- [Aim]: Copy the records below word for word, without changing a single line.

===== Supplied material

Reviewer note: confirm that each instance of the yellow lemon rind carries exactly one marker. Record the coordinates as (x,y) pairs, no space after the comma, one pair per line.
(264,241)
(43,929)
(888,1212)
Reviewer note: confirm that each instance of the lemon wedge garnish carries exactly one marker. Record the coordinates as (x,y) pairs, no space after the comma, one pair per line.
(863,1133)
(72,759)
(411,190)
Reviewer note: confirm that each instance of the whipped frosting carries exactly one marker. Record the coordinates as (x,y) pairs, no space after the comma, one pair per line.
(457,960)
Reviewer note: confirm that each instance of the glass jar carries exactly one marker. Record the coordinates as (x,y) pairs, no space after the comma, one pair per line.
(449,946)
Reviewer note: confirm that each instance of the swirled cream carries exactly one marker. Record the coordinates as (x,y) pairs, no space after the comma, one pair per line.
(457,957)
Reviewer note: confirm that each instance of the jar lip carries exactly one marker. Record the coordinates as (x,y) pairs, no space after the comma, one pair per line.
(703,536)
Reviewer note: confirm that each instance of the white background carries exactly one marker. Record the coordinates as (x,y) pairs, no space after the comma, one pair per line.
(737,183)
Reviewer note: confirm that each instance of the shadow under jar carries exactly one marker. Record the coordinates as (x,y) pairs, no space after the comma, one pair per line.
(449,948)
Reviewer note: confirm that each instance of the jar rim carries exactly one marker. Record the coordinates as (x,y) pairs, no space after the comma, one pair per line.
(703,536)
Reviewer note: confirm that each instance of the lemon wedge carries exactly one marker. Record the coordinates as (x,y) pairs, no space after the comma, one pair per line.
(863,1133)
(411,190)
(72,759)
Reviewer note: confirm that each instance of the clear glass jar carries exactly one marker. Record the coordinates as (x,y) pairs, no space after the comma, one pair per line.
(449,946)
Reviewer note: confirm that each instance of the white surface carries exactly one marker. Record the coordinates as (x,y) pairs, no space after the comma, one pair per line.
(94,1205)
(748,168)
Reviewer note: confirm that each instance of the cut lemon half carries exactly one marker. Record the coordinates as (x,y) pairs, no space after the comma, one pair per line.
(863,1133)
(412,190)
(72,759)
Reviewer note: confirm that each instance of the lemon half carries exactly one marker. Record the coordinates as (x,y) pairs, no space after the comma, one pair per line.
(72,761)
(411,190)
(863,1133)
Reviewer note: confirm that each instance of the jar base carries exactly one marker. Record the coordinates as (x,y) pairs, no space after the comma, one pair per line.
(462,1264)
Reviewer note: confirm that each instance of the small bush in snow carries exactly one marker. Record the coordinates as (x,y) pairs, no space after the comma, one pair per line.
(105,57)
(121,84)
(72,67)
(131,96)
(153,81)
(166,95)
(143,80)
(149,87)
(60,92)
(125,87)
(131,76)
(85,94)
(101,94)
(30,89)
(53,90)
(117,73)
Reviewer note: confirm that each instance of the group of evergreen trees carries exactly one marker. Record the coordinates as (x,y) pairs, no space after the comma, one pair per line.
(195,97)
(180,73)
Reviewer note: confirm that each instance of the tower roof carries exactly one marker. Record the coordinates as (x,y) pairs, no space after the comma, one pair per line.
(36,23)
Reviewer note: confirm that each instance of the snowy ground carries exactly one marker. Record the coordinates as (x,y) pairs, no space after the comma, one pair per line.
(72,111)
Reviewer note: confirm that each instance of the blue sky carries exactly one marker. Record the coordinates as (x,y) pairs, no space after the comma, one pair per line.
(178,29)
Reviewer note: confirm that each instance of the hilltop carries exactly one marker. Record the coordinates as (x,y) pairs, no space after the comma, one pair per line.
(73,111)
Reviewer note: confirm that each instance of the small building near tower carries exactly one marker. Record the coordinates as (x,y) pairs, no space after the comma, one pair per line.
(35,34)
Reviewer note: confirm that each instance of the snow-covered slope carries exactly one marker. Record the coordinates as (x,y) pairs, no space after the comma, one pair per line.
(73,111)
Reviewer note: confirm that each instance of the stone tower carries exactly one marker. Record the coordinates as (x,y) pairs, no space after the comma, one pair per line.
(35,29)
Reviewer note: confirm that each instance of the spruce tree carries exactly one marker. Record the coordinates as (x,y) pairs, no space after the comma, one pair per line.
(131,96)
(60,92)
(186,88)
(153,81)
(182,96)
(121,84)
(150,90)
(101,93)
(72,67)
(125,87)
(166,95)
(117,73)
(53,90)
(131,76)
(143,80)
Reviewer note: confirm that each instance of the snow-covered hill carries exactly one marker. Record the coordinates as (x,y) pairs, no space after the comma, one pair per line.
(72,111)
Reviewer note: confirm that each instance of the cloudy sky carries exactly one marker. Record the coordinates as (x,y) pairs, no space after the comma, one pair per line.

==========

- [Correct response]:
Reviewer note: confirm that each instance of the yellow lemon rind carries exactly one marker. Record the coordinates as (x,y) pairs, no space after the comma, one pair per line.
(264,241)
(43,929)
(888,1212)
Reviewer note: confirm that each instance of the lemon wedge garnish carries exactly one marker. Record the coordinates as (x,y) pairs, no space after the comma, one pair per line.
(863,1133)
(72,759)
(411,190)
Reviewer note: confirm that each instance of the whipped frosting carries exactly one marker. Record the coordinates as (x,y) pairs, no space after the comma, one pair per line.
(457,960)
Reviewer note: confirm that each instance of the glass jar carries exactly one marker. Record the coordinates as (x,y) pairs, no space after the comma, one pair per line.
(449,946)
Reviewer note: confirm that each instance of the swirled cream carries exactly one marker. Record the coordinates as (x,y) pairs, no space after the comma, one pair per line.
(457,957)
Reviewer note: confirm that each instance of the jar lip carries exactly one marker. Record the coordinates as (x,y) pairs, no space after the comma, one pair per line.
(703,536)
Reviewer note: confirm that each instance of the white background carries exactly one marker. Record the coordinates as (x,y) pairs, no space after the comma, one pair per line.
(737,183)
Reviewer note: confirm that each instance of the shadow under jar carries exactly one marker. Record the coordinates as (x,y) pairs, no space after the comma, one pair per line.
(449,948)
Reviewer note: confirm that each instance of the jar rim carries exactly one marker. Record the coordinates as (x,y) pairs, no space after the comma, one pair per line.
(703,536)
Reviewer note: confirm that each instance of the lemon wedge carries exactly one marker. Record the coordinates as (x,y) pairs, no space after the comma, one pair per line.
(863,1133)
(411,190)
(72,759)
Reviewer note: confirm that each instance of the clear glass jar carries exactly one marker. Record the coordinates as (x,y) pairs, no space after the comma, one pair per line.
(449,946)
Reviewer note: confirm that each instance of the white surface carries exactly one marker. Record the coordinates as (x,y) pairs, no space after the comma, one pair per line.
(94,1205)
(748,168)
Reviewer note: confirm that each instance of the cut lemon half carries exactly one marker. Record the coordinates as (x,y) pairs, no space after the comma, one pair per line.
(863,1133)
(412,190)
(72,759)
Reviewer note: confirm that each instance of the lemon half carries exactly one marker. Record the coordinates as (x,y) pairs, no space after the comma, one pair per line.
(72,761)
(411,190)
(863,1133)
Reviewer note: confirm that each instance of the jar base carries exactly one marker. Record the coordinates as (x,y) pairs, no space after the comma, one pair per line.
(462,1264)
Reviewer note: confirm that each instance of the small bush in snow carries exactly one marker. Record the coordinates as (x,y) pairs, no space after the comma, one pair per line.
(105,57)
(121,84)
(72,67)
(131,96)
(153,81)
(166,95)
(143,80)
(149,87)
(60,92)
(125,87)
(131,76)
(85,94)
(101,94)
(30,89)
(53,90)
(117,73)
Reviewer note: confirm that each instance of the group of evergreen trees carries exactly one marker. Record the coordinates as (x,y) pairs, no space after the comma, one pair per line.
(195,97)
(180,73)
Reviewer note: confirm that each instance of the tower roof carries exactly one marker. Record the coordinates as (x,y) pairs, no space after the comma, one pair per line.
(36,23)
Reviewer note: confirm that each instance of the snowy ground carries exactly one marker. Record the coordinates as (x,y) pairs, no space after the comma, one pair per line.
(72,111)
Reviewer note: confirm that each instance of the blue sky carries exactly one marker. Record the coordinates as (x,y) pairs, no space after the comma, one pair per line.
(178,29)
Reviewer note: confirm that each instance of the hilltop carries exactly one marker. Record the coordinates as (x,y) pairs, no space after the comma, one pair per line.
(73,111)
Reviewer note: confirm that each instance of the small building near tower carries exactly one marker. Record the coordinates as (x,y) pairs, no space after the comma, one pair per line.
(35,34)
Reviewer note: confirm that each instance of the snow-covered slope carries exactly one marker. Record the coordinates as (x,y) pairs, no space after the comma, one pair per line.
(73,111)
Reviewer note: confirm that each instance of the stone tower carries exactly one marker. Record the coordinates as (x,y) pairs, no space after the comma, one pair per line.
(35,29)
Reviewer note: confirm that each instance of the spruce tree carries exactly one marker. Record the coordinates as (x,y) pairs, no space after the comma, one pair per line.
(131,96)
(60,92)
(186,88)
(153,81)
(182,96)
(121,84)
(150,90)
(101,93)
(72,67)
(125,87)
(166,95)
(117,73)
(53,90)
(131,76)
(143,80)
Reviewer note: confirm that each instance of the snow-covered hill carries exactly one marker. Record the coordinates as (x,y) pairs, no space after the comma, one pair per line.
(72,111)
Reviewer note: confirm that each instance of the cloudy sky carries exactly one marker. Record the coordinates as (x,y) pairs, no space after the comma, one pair per line.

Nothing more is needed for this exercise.